Issue 1234674: filecmp.cmp's "shallow" option

➜

This issue tracker has been migrated to GitHub, and is currently read-only.
For more information, see the GitHub FAQs in the Python's Developer Guide.

This issue has been migrated to GitHub: https://github.com/python/cpython/issues/42172

classification

Title:	filecmp.cmp's "shallow" option
Type:	behavior	Stage:	patch review
Components:	Library (Lib)	Versions:	Python 3.5

process

Status:	open	Resolution:
Dependencies:		Superseder:
Assigned To:	fdrake	Nosy List:	Andrew.Kubera, Steven.Barker, chris.jerdonek, fdrake, georg.brandl, goatsofmendez, pvrijlandt, rhettinger, sandro.tosi
Priority:	normal	Keywords:	patch

Created on 2005-07-08 09:01 by goatsofmendez, last changed 2022-04-11 14:56 by admin.

## [Short task]
Return the part of the filecmp issue page from "classification" up to and including "14:56 by admin.", copied word for word.

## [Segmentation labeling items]

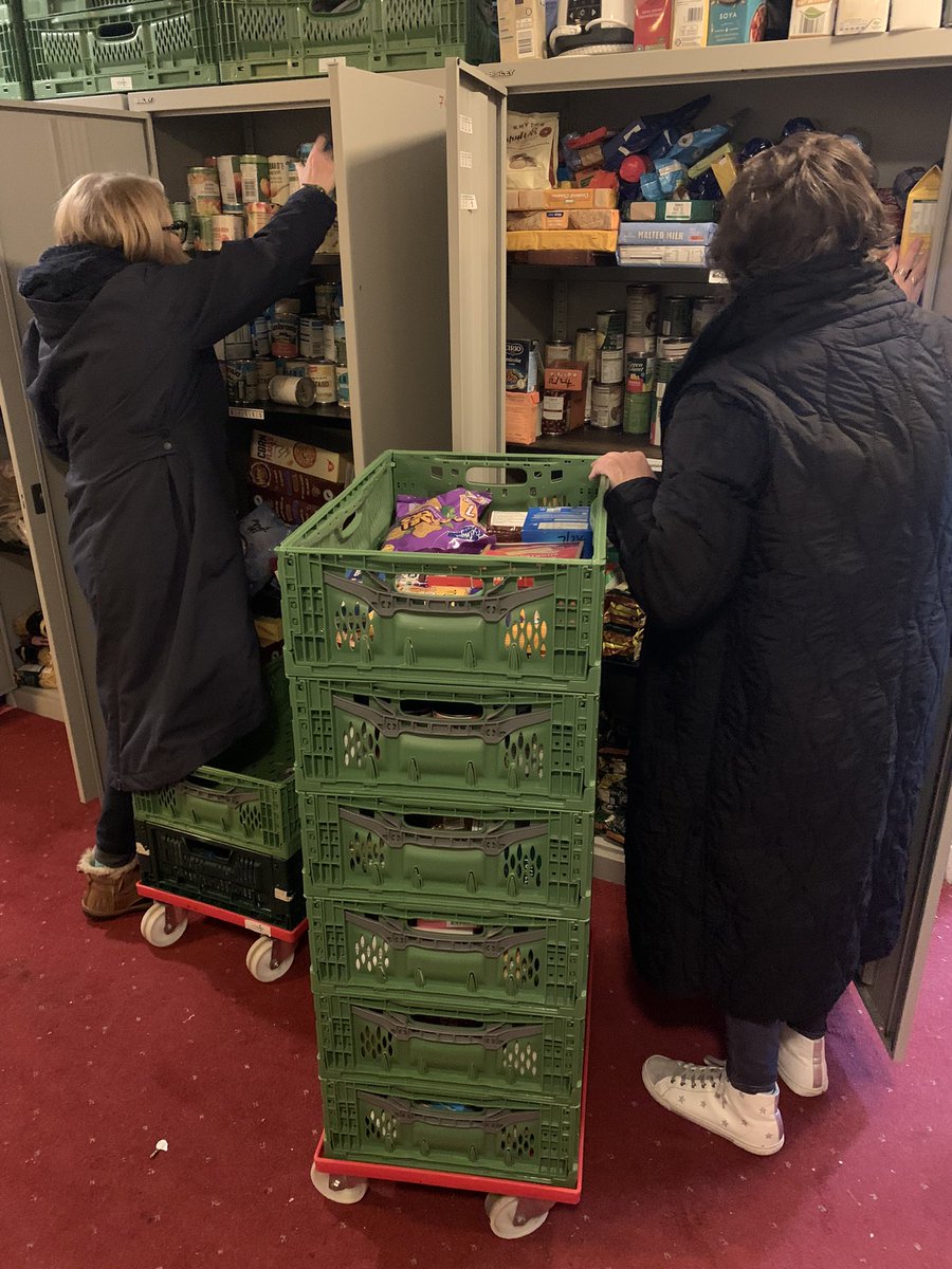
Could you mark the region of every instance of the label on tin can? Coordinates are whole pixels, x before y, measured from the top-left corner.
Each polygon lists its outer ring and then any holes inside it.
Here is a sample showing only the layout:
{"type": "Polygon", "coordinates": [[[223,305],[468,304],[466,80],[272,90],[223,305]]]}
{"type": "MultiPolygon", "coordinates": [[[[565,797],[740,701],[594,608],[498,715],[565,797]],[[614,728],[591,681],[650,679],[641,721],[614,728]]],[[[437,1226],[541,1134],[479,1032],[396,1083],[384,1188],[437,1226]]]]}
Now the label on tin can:
{"type": "Polygon", "coordinates": [[[347,365],[338,367],[338,405],[350,409],[350,374],[347,365]]]}
{"type": "Polygon", "coordinates": [[[598,354],[598,382],[621,383],[625,379],[625,350],[602,348],[598,354]]]}
{"type": "Polygon", "coordinates": [[[619,428],[622,423],[622,383],[594,383],[592,387],[592,426],[619,428]]]}
{"type": "Polygon", "coordinates": [[[646,339],[658,332],[658,287],[628,287],[626,334],[646,339]]]}
{"type": "Polygon", "coordinates": [[[597,313],[595,343],[599,352],[625,348],[625,312],[621,308],[603,308],[597,313]]]}
{"type": "Polygon", "coordinates": [[[270,203],[272,183],[264,155],[241,155],[241,202],[270,203]]]}
{"type": "Polygon", "coordinates": [[[334,405],[338,400],[338,372],[334,363],[324,359],[308,362],[307,377],[314,383],[317,405],[334,405]]]}
{"type": "Polygon", "coordinates": [[[218,188],[223,212],[241,211],[241,159],[239,155],[218,155],[218,188]]]}
{"type": "Polygon", "coordinates": [[[314,405],[314,383],[305,376],[275,374],[268,385],[272,401],[278,405],[300,405],[305,409],[314,405]]]}
{"type": "Polygon", "coordinates": [[[274,357],[297,357],[298,353],[297,313],[275,313],[272,319],[272,354],[274,357]]]}
{"type": "Polygon", "coordinates": [[[272,188],[272,202],[277,207],[283,207],[291,197],[288,189],[288,164],[291,157],[288,155],[269,155],[268,156],[268,180],[272,188]]]}
{"type": "Polygon", "coordinates": [[[660,334],[665,339],[691,339],[691,296],[664,297],[660,334]]]}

## [Response to this task]
classification

Title:	filecmp.cmp's "shallow" option
Type:	behavior	Stage:	patch review
Components:	Library (Lib)	Versions:	Python 3.5

process

Status:	open	Resolution:
Dependencies:		Superseder:
Assigned To:	fdrake	Nosy List:	Andrew.Kubera, Steven.Barker, chris.jerdonek, fdrake, georg.brandl, goatsofmendez, pvrijlandt, rhettinger, sandro.tosi
Priority:	normal	Keywords:	patch

Created on 2005-07-08 09:01 by goatsofmendez, last changed 2022-04-11 14:56 by admin.